*Questions*.
(a) Please rewrite the passage on Docker ports beginning at the words "So, once again, why" and stopping after "also another story).", putting "Apache" wherever "nginx" appears.
(b) In the passage on Docker ports, what do some apps and services have that is always associated with them?

--- Source document Enclosed Below ---

In a nutshell, an app usually needs a port assigned with it so that it can listen for requests on that port and serve the clients when they request data. This is how most of the apps and services on the Internet operate. Some apps/services will have pre-defined (well-known) ports that are always associated with those services, but a lot of them will not. Most of the time apps/images that you want to serve via docker will have information in their documentation on what port they will expect to listen for requests, and sometimes they will even allow changing the listening port via environment variables.

So, once again, why is all of this important? Well, what if you have two apps that want to listen on the same port? Let's say that you want to run two instances of the webserver nginx. How will you access them if the docker engine doesn't know where to forward the traffic once it hits the host?

💡
Remember, unless you are running docker engine on your desktop machine, you will most likely want to accesss docker container through the IP address of the host (well, you can do that even if you're running docker engine on your desktop machine, but usually you would use localhost to access the container via your browser, not the IP address, but that's also another story).

--- End of Enclosed Source document ---
--- Provided material Enclosed Below ---

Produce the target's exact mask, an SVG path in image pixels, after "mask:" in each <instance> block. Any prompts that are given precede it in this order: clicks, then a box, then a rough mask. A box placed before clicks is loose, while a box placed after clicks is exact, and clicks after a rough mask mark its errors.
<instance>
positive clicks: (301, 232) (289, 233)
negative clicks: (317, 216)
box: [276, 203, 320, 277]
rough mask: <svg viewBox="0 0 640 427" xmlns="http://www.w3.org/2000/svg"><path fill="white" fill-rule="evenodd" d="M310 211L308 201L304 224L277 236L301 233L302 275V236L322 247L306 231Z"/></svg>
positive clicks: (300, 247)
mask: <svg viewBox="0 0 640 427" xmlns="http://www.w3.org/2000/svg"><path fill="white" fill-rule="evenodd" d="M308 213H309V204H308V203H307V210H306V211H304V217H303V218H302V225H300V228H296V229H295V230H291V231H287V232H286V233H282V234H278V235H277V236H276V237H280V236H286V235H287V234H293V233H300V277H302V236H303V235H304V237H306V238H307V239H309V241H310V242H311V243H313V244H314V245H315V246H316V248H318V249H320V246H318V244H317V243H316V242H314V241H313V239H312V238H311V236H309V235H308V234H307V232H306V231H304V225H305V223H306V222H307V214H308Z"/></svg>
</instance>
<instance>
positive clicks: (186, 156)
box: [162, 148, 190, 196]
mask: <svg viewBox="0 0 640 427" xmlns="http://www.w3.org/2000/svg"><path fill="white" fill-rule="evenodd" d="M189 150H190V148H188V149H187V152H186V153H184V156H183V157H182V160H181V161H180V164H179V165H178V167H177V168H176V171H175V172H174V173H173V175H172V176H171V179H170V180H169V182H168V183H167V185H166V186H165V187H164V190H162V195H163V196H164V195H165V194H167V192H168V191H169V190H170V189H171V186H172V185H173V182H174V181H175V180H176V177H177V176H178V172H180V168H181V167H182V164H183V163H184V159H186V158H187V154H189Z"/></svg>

--- End of Enclosed Provided material ---

*Answers below*.
(a)
So, once again, why is all of this important? Well, what if you have two apps that want to listen on the same port? Let's say that you want to run two instances of the webserver Apache. How will you access them if the docker engine doesn't know where to forward the traffic once it hits the host?

💡
Remember, unless you are running docker engine on your desktop machine, you will most likely want to accesss docker container through the IP address of the host (well, you can do that even if you're running docker engine on your desktop machine, but usually you would use localhost to access the container via your browser, not the IP address, but that's also another story).

(b) Pre-defined (well-known) ports.